(À FAIRE): Pourriez-vous prolonger le texte ci-dessous sur la mort de Thomas Sankara, en reprenant juste après sa dernière phrase ?

A un journaliste américain, il parle de sa conception de la liberté : ‘'l'esprit de liberté, de dignité, de compter sur ses propres forces, d'indépendance et de lutte anti-impérialiste (...) doit souffler du Nord au Sud, du Sud au Nord et franchir allègrement les frontières. D'autant plus que les peuples africains pâtissent des mêmes misères, nourrissent les mêmes sentiments, rêvent des mêmes lendemains meilleurs''.L'attitude de Sankara et la grande popularité dont il jouit au sein de la jeunesse africaine lui attirent la méfiance de ses voisins et de certains pays occidentaux dont la France.

Le jeudi 15 octobre 1987 (‘'jeudi noir''), 16 heures.
Des armes crépitent au Conseil de l'entente, l'état-major du Conseil national de la révolution à Ouagadougou, tout près des ministères et de la présidence. Un groupe de soldats para commandos débarque avec pour mission de liquider tout le monde. Dans un bureau, le capitaine Thomas Sankara en réunion avec des conseillers lance à son entourage : ‘'restez-là, c'est moi qu'ils veulent !''.En tenue de sport, le président sort, se précipite dehors les mains en l'air. Il est immédiatement fauché à l'arme automatique.

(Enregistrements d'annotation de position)

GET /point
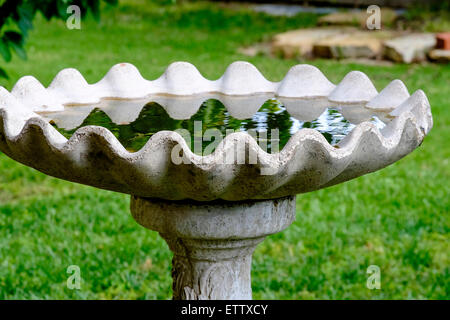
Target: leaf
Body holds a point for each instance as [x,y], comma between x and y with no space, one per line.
[3,74]
[5,51]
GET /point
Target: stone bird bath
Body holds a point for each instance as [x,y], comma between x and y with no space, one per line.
[212,209]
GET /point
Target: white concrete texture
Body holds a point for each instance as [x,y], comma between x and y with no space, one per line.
[213,242]
[94,156]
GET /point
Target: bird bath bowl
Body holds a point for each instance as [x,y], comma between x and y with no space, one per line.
[213,166]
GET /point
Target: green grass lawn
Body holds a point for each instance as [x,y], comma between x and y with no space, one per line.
[397,218]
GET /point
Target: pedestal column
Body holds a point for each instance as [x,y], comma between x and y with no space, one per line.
[213,242]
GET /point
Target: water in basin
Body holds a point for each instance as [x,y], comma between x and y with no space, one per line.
[274,120]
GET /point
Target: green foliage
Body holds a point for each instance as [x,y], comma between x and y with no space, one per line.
[16,19]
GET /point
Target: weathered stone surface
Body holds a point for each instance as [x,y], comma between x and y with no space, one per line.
[356,17]
[343,42]
[213,243]
[410,48]
[352,44]
[95,157]
[301,42]
[439,55]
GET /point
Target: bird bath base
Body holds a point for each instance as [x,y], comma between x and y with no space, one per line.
[213,242]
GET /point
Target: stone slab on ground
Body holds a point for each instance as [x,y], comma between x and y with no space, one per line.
[443,40]
[356,17]
[352,44]
[439,55]
[410,48]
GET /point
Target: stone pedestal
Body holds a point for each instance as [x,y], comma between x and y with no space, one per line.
[213,242]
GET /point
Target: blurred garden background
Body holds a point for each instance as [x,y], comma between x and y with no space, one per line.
[397,218]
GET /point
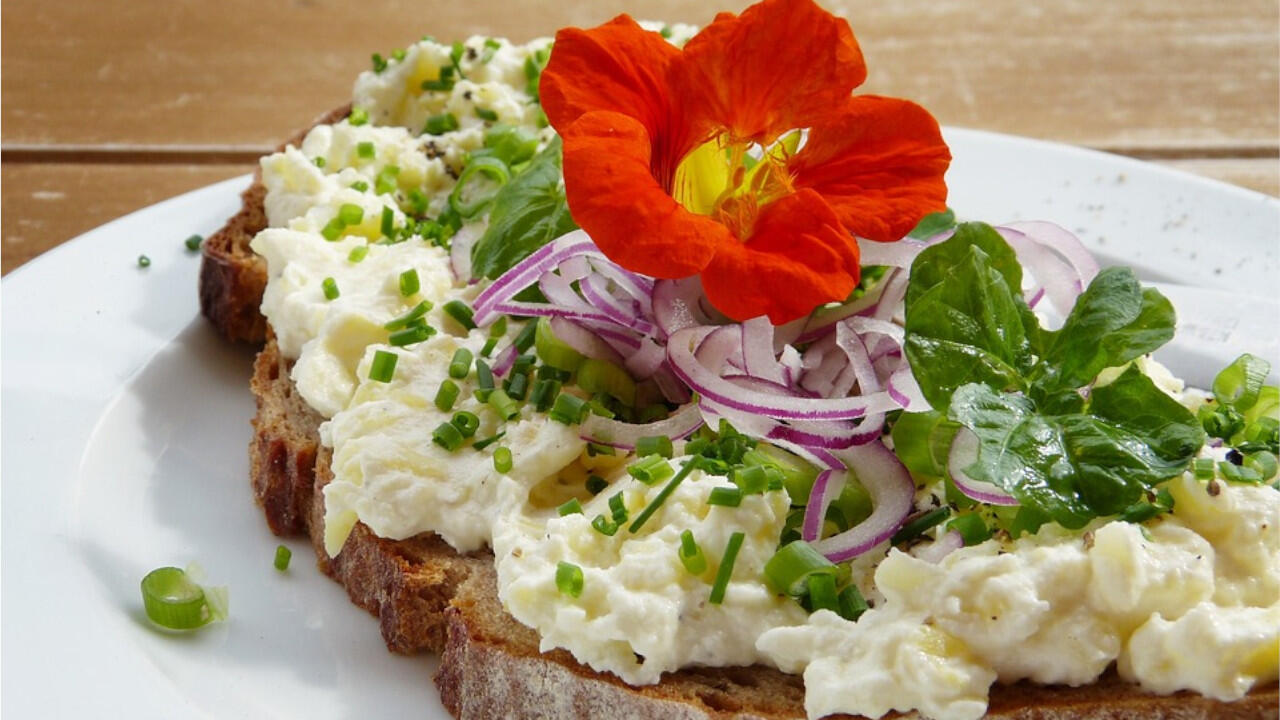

(EN RÉPONSE):
Aucun de ses gardes ni conseillers ne sera épargné. Ils seront tous enterrés à la hâte, la même nuit, au cimetière de Dagnoen, un quartier de l'est de Ouagadougou. Vingt ans après cet assassinat, les progressistes du monde -- ses idées sont reprises par le mouvement altermondialiste -- gardent de lui l'image d'un homme intègre, qui a changé les mentalités de ses concitoyens et donné une dignité à son pays. Son image et son idéal résistent à l'usure du temps.